* **What is needed**
Write out, word for word, only the lines from the one with "If you could place a marker on the blue sign" to the end of the data below.

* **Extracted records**
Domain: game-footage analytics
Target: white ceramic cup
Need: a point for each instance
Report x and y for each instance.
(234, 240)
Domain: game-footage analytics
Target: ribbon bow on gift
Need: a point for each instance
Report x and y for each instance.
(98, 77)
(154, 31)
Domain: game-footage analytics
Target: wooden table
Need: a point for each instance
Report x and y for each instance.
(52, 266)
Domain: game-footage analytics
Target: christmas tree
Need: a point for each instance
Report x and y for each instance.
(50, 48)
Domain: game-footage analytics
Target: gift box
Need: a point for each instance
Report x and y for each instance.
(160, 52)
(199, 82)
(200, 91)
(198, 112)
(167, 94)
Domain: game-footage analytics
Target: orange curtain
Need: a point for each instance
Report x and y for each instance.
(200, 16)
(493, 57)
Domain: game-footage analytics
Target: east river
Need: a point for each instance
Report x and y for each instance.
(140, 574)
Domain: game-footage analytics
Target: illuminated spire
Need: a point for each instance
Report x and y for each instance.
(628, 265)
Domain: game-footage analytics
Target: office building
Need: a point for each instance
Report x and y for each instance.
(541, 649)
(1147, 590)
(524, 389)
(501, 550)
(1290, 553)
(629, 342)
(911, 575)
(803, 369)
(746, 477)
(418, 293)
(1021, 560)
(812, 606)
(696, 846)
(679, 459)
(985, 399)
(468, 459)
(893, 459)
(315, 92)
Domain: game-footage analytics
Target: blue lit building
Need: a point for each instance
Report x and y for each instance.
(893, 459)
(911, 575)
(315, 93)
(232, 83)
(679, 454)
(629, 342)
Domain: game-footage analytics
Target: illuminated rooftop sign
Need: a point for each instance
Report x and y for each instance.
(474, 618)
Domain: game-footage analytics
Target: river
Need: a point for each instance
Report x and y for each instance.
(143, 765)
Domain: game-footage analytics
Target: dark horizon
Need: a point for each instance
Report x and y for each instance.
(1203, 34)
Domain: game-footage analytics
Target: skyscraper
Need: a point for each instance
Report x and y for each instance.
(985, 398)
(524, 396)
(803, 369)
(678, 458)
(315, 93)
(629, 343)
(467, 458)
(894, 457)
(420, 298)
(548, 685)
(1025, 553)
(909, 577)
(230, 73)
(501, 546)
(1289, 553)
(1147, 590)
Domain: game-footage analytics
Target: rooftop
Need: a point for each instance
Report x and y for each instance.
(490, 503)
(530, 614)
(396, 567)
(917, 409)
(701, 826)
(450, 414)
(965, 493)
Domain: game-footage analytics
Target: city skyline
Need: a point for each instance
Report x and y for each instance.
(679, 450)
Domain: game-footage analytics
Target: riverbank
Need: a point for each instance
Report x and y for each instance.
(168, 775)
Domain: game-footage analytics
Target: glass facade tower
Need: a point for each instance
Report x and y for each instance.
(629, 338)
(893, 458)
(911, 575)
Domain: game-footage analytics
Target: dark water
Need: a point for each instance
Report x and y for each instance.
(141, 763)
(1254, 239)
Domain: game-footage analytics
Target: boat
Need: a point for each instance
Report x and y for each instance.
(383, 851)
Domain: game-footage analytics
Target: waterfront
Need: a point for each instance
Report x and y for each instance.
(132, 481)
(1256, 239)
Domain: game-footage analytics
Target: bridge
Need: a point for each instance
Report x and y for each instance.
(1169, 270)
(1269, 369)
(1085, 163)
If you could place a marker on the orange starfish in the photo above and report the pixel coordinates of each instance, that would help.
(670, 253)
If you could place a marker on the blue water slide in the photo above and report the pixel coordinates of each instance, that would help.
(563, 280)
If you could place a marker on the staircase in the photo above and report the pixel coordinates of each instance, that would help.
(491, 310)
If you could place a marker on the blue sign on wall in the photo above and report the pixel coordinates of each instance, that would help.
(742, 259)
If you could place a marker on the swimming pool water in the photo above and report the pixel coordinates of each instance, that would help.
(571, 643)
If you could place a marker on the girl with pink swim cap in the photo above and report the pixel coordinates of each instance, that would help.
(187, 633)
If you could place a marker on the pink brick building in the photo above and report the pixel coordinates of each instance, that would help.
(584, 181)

* **Task answer**
If you could place a marker on the blue sign on wall in the photo above and report the pixel coordinates of each instance, that would help.
(742, 259)
If you could place a marker on the swimming pool water in the photo above and report the pixel coordinates of each instance, that would help.
(571, 643)
If you could place a marker on the girl with pink swim cap in the photo above and report the pixel coordinates of each instance, that would help.
(187, 633)
If you could place a marker on the pink brick building in the photo above and report the pixel coordinates of each instance, that would help.
(584, 181)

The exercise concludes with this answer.